## begin Passage given

Poor collaboration, non-disclosure breeding insurance fraud
LACK of collaboration between insurance companies and non-disclosure of information is breeding insurance fraud and allowing culprits to get away without being prosecuted or convicted.
Early this year the Insurance Council of Zimbabwe (ICZ) hinted that Zimbabwe was experiencing an upsurge in insurance fraud, a majority of which is handled internally and fail to secure convictions.
The industry has continuously been affected by fraudulent and criminal activities which are accounting for 30% of global claims.
Deliberations at the ongoing Insurance Institute of Zimbabwe (IIZ) winter school in Kariba show that the industry was silently bleeding as organisations internally handle fraud cases without publicising them to protect their brands.
But the discussions show that this has allowed the perpetrators to strike more than once and never get blacklisted.
IIZ general manager George Chikava said insurance companies should stop seeing each other as competition and collaborate for the good of the industry.
“When fraud happens, it is not made known to the whole industry, giving the culprit a chance to strike more than once in different organisations. If only people could collaborate through information and not see each other as competition. In some cases they feel that if they publicise the issue they damage their brand, in some cases taking legal action is demanding and costly. It depends at what stage fraud is discovered, if early it can be actioned upon and get such people blacklisted so that they cannot strike more than once,“ he said.
Chikava also pointed out that it was difficult to state the numbers because insurance fraud has become a closely guarded secret in the industry.
TG Mboko legal practitioner George Mboko said there were laws, but there was need to capacitate the companies and the police to deal with such cases.
He said normally the police lacked resources required to handle cases of such magnitude and most charges had fallen away as fraudsters were usually many steps ahead.
“Normally those fraudulent claims are not just one, the same person can defraud three or four companies because the insurance companies are not collaborating. We are seeing each other as competition, but if they do they can actually flag that person so that he doesn’t commit the same crime again.

## end Passage given
## begin Items

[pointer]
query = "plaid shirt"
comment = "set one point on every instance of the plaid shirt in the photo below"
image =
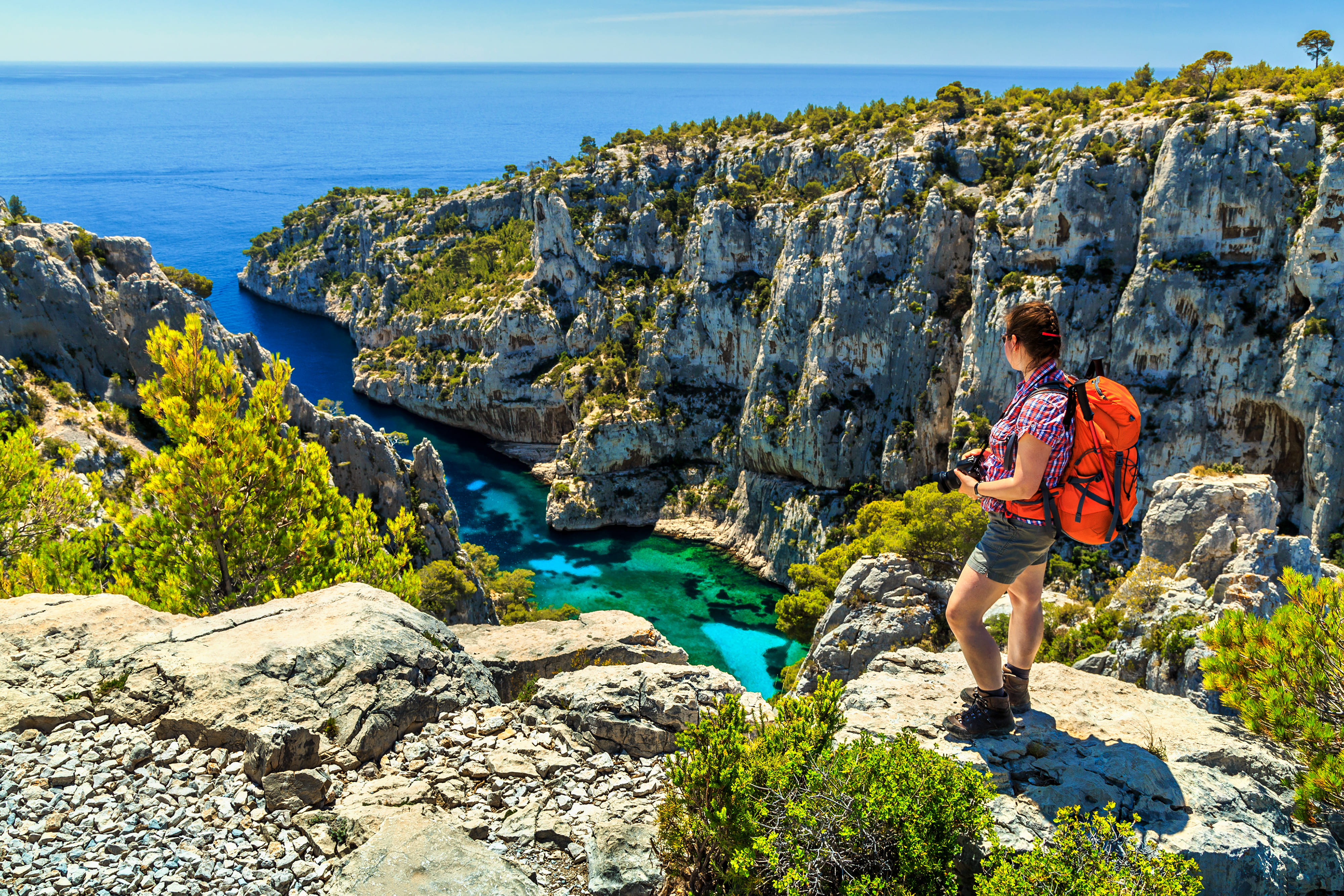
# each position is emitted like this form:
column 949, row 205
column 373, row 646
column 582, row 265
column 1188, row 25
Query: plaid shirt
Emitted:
column 1044, row 417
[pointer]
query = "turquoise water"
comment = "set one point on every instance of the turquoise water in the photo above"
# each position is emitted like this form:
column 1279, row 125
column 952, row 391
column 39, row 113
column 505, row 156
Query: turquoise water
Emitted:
column 200, row 159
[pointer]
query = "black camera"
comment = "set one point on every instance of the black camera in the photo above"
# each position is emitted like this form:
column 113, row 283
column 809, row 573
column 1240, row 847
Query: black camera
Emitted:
column 948, row 480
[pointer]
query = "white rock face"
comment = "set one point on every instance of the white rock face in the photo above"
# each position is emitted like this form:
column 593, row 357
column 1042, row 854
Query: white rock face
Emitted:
column 1193, row 523
column 830, row 344
column 881, row 605
column 350, row 660
column 530, row 651
column 639, row 709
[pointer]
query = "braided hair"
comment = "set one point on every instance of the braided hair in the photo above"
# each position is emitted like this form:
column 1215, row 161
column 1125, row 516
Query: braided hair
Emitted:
column 1037, row 328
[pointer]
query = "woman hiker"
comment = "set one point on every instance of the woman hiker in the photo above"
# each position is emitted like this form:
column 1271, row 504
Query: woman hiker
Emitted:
column 1013, row 554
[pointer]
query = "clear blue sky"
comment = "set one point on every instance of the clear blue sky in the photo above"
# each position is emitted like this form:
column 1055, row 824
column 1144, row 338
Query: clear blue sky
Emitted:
column 1041, row 33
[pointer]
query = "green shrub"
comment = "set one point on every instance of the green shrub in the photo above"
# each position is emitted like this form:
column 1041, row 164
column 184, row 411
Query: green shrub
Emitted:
column 196, row 284
column 444, row 588
column 62, row 393
column 1091, row 856
column 937, row 531
column 798, row 613
column 1224, row 468
column 1170, row 639
column 1075, row 632
column 1287, row 678
column 778, row 808
column 85, row 249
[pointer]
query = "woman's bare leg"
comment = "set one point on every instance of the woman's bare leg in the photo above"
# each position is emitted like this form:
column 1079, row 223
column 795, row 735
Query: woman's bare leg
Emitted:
column 972, row 596
column 1026, row 628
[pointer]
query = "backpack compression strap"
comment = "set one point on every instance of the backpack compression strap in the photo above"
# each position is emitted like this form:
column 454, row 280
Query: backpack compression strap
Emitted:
column 1010, row 463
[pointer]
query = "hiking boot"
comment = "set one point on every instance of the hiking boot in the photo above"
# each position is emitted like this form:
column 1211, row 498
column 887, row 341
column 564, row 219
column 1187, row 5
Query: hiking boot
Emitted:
column 1019, row 695
column 986, row 717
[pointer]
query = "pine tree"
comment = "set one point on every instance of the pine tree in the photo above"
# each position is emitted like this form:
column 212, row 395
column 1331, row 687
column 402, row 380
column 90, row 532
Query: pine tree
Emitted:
column 1287, row 678
column 241, row 507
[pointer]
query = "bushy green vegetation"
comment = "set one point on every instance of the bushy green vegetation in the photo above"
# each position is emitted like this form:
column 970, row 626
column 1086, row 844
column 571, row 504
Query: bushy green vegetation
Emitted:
column 19, row 213
column 460, row 280
column 779, row 809
column 192, row 283
column 85, row 248
column 939, row 531
column 236, row 510
column 515, row 600
column 40, row 502
column 1287, row 679
column 1091, row 855
column 1221, row 468
column 444, row 589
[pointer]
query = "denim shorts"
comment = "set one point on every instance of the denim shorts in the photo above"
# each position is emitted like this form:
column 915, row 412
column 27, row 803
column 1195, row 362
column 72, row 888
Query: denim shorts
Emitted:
column 1009, row 547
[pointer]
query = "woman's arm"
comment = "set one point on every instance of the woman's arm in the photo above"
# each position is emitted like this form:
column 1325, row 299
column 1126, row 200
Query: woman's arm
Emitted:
column 1033, row 457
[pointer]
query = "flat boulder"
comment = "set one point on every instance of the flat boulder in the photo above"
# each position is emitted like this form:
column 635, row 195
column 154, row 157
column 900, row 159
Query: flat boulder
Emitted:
column 1204, row 786
column 639, row 709
column 419, row 851
column 1194, row 522
column 623, row 860
column 351, row 662
column 519, row 653
column 882, row 604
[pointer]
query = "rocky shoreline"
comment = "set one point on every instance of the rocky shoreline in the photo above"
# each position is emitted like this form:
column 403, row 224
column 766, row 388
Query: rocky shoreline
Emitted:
column 225, row 780
column 732, row 374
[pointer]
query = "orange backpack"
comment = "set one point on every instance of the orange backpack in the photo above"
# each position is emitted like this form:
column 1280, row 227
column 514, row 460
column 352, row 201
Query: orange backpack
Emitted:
column 1099, row 489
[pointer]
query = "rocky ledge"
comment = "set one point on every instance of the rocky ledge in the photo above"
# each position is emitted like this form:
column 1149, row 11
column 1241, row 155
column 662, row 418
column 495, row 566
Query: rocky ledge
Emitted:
column 353, row 662
column 518, row 655
column 343, row 743
column 1202, row 785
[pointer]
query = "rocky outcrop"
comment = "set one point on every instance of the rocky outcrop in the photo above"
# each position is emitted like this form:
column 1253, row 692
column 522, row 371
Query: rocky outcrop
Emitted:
column 84, row 315
column 623, row 862
column 639, row 709
column 1195, row 523
column 532, row 651
column 779, row 347
column 419, row 850
column 1202, row 786
column 1216, row 543
column 882, row 604
column 351, row 662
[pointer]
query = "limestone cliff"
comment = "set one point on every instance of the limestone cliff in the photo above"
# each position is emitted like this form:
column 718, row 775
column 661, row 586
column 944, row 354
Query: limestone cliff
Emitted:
column 80, row 307
column 726, row 334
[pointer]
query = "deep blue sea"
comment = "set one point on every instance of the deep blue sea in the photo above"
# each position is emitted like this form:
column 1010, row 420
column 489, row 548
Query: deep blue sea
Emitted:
column 200, row 159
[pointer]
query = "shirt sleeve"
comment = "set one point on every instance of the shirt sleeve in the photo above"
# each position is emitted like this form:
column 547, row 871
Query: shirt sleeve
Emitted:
column 1044, row 417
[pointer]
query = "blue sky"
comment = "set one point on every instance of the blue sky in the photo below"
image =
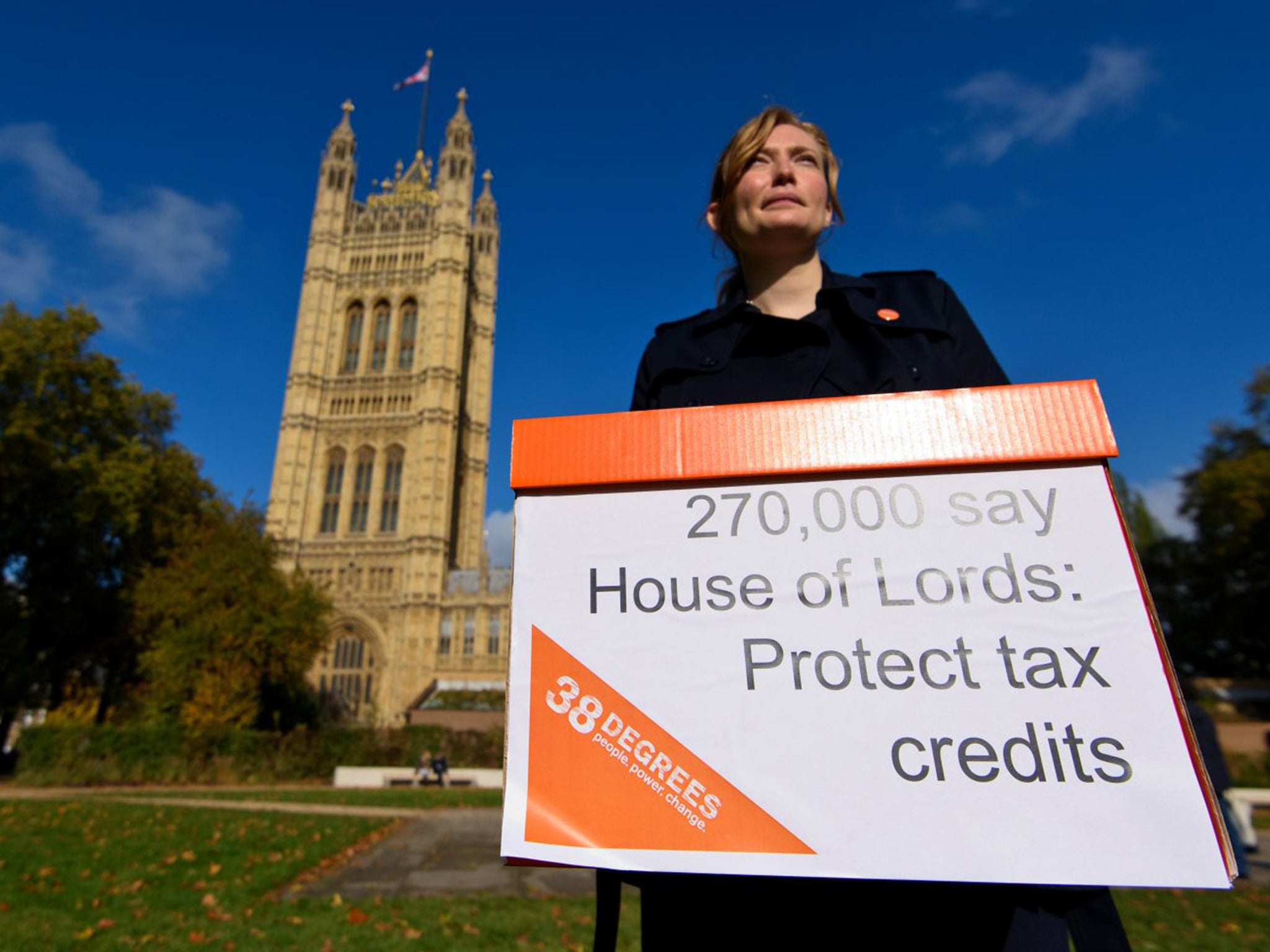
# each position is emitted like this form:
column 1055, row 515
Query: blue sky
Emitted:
column 1089, row 175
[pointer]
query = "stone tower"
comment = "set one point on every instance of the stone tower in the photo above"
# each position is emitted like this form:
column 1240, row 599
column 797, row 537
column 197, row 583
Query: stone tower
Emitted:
column 379, row 483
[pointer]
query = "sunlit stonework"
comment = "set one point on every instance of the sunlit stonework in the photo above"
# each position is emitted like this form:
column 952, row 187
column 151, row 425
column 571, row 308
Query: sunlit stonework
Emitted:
column 379, row 484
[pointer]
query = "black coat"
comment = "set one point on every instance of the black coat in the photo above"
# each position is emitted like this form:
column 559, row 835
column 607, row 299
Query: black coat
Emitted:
column 734, row 355
column 716, row 357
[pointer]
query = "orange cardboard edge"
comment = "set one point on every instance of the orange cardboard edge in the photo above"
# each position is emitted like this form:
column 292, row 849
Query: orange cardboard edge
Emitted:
column 1214, row 810
column 974, row 427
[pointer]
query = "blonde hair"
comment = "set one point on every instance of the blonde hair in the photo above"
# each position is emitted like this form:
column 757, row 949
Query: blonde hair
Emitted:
column 748, row 143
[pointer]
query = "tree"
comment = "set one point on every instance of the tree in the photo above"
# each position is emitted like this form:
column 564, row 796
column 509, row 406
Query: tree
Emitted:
column 1221, row 621
column 92, row 491
column 228, row 637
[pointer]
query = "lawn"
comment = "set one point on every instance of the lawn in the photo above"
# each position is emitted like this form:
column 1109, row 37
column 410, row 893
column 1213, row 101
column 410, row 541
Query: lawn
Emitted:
column 415, row 798
column 91, row 874
column 98, row 875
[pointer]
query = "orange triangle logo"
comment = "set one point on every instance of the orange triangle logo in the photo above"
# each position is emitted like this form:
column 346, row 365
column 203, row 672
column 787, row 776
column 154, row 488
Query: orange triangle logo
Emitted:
column 602, row 775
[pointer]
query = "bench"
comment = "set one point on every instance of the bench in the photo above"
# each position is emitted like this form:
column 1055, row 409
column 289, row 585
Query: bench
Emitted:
column 1242, row 800
column 376, row 777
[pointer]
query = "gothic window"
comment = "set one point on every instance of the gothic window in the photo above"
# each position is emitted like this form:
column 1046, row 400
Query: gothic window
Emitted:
column 409, row 324
column 380, row 338
column 391, row 500
column 469, row 632
column 492, row 645
column 331, row 493
column 352, row 664
column 352, row 339
column 361, row 490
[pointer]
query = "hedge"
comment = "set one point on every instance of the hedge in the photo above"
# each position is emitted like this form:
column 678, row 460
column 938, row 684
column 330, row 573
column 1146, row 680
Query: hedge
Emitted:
column 76, row 754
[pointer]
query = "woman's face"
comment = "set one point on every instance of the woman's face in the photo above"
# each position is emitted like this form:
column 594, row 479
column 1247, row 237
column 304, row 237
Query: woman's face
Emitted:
column 781, row 203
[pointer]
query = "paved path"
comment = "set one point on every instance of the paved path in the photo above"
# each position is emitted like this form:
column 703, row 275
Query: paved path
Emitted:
column 445, row 853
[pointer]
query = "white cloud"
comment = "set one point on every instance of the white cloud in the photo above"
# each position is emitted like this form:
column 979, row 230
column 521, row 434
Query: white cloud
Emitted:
column 59, row 180
column 172, row 244
column 1011, row 111
column 1162, row 498
column 164, row 244
column 24, row 266
column 498, row 537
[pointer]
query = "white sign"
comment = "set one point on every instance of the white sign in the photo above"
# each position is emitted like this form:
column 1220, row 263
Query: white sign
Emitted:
column 929, row 676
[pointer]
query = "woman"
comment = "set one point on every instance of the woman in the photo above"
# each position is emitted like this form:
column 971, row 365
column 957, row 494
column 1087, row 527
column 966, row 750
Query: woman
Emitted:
column 788, row 328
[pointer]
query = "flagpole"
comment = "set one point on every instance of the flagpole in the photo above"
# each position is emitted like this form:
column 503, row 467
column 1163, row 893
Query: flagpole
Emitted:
column 424, row 111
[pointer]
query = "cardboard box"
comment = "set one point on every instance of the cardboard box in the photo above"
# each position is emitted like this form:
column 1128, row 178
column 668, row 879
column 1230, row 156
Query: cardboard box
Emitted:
column 826, row 638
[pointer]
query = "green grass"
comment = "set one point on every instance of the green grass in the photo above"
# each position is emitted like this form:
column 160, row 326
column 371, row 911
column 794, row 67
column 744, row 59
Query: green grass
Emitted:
column 1196, row 920
column 99, row 875
column 415, row 798
column 91, row 874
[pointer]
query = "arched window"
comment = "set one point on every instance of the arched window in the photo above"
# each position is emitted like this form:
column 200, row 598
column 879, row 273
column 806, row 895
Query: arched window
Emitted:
column 361, row 507
column 492, row 644
column 331, row 491
column 380, row 338
column 352, row 672
column 391, row 501
column 469, row 632
column 406, row 346
column 447, row 633
column 352, row 339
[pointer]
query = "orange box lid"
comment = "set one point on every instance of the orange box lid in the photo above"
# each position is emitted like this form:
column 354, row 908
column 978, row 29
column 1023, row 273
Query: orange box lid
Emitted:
column 981, row 426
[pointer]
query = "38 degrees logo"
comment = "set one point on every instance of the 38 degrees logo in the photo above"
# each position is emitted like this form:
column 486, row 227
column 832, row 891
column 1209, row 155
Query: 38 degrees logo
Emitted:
column 680, row 790
column 602, row 775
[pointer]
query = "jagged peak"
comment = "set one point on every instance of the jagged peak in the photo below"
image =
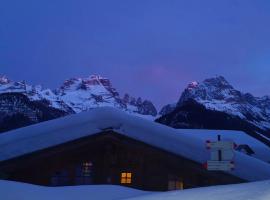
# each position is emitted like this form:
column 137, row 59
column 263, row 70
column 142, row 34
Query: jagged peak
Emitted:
column 217, row 81
column 193, row 85
column 4, row 79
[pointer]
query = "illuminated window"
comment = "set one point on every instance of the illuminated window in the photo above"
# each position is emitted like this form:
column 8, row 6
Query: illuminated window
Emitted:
column 86, row 168
column 126, row 178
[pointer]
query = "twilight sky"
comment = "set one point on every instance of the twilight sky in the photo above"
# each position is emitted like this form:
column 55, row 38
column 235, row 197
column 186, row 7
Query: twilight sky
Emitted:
column 148, row 48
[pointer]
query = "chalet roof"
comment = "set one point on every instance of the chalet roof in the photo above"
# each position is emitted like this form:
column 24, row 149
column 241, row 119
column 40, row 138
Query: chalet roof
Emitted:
column 51, row 133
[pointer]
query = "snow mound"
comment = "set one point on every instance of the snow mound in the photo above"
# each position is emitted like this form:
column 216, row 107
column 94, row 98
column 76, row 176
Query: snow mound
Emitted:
column 248, row 191
column 20, row 191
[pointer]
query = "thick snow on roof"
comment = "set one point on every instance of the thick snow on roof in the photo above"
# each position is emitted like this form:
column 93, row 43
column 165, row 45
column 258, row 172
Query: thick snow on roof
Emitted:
column 47, row 134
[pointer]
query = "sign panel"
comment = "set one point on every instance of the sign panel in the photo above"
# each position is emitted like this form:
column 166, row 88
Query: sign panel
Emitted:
column 225, row 154
column 219, row 165
column 221, row 145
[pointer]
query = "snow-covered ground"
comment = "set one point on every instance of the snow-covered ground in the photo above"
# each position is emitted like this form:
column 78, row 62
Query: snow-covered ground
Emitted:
column 247, row 191
column 19, row 191
column 262, row 151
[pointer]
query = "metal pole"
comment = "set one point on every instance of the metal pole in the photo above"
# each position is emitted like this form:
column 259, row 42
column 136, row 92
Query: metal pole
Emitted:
column 219, row 151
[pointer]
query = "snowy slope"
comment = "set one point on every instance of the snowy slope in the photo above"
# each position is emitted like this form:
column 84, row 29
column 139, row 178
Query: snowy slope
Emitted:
column 247, row 191
column 262, row 151
column 34, row 93
column 20, row 191
column 81, row 94
column 217, row 94
column 51, row 133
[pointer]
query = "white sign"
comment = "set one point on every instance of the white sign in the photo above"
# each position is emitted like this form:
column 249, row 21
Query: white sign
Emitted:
column 219, row 165
column 221, row 145
column 225, row 155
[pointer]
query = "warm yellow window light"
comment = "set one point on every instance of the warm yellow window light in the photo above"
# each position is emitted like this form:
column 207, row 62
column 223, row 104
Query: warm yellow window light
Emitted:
column 126, row 178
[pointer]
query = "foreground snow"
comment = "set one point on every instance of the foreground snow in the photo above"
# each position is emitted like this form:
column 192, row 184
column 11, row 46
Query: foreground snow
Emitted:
column 20, row 191
column 247, row 191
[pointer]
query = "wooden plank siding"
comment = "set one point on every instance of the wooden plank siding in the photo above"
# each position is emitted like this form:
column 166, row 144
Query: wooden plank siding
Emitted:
column 111, row 154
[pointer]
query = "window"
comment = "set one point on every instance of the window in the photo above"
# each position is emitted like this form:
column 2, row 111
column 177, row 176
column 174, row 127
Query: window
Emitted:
column 126, row 178
column 86, row 168
column 84, row 173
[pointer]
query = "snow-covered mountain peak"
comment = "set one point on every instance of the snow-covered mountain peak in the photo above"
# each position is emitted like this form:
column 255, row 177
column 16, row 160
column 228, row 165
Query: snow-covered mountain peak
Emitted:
column 217, row 94
column 4, row 80
column 218, row 81
column 82, row 94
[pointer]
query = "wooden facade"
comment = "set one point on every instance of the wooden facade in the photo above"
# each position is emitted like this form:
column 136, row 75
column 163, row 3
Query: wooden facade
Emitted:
column 111, row 158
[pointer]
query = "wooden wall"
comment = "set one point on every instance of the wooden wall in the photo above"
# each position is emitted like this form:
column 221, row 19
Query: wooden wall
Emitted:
column 111, row 154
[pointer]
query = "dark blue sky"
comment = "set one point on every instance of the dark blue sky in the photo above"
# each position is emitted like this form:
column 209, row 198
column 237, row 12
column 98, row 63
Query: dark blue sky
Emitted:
column 148, row 48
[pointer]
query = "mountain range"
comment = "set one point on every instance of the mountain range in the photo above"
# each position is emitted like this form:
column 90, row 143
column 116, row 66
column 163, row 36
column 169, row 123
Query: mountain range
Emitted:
column 23, row 104
column 216, row 104
column 212, row 104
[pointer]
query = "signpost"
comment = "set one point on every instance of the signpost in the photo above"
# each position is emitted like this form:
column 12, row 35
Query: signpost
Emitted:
column 222, row 155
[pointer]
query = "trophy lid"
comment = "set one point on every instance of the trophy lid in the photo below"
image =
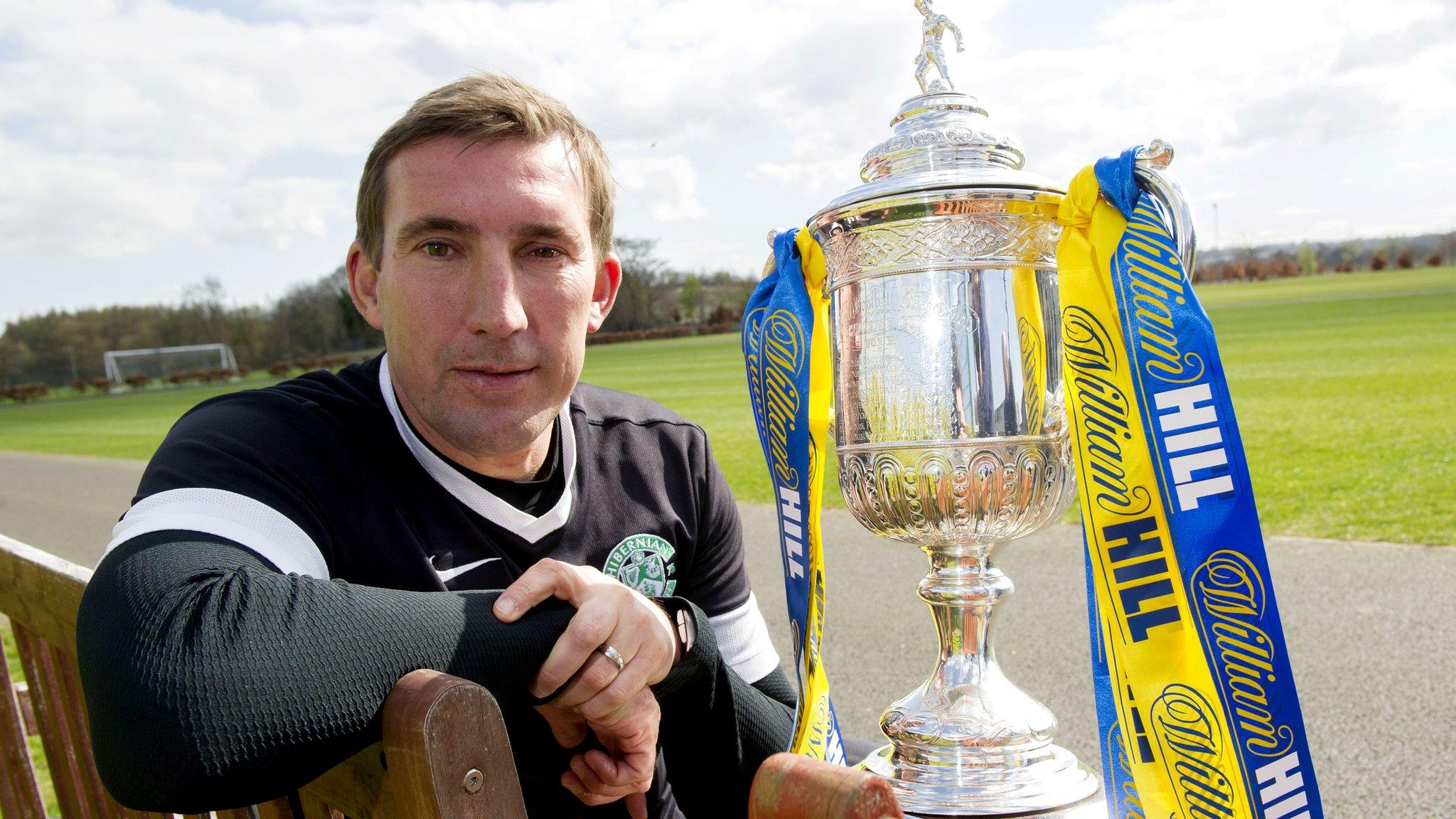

## end Items

### Work instructions
A. In two sentences, what does the insurance fraud article report?
B. Rewrite the paragraph of the insurance fraud article that begins "Deliberations at the ongoing Insurance Institute of Zimbabwe" in a single shorter sentence.
C. Write out the part of the insurance fraud article starting at "Chikava also pointed" and ending at "with such cases.".

### The solutions
A. Insurance fraud is rising in Zimbabwe, and because insurers handle cases internally to protect their brands instead of sharing information, culprits avoid prosecution and can strike more than once at different companies. The IIZ general manager urged insurers to stop treating each other as competition and to collaborate, while a legal practitioner said companies and the police need more capacity to deal with such cases.

B. Discussions at the IIZ winter school in Kariba revealed that the industry was quietly losing out because organizations dealt with fraud internally and kept it unpublicized to protect their brands.

C.
Chikava also pointed out that it was difficult to state the numbers because insurance fraud has become a closely guarded secret in the industry.
TG Mboko legal practitioner George Mboko said there were laws, but there was need to capacitate the companies and the police to deal with such cases.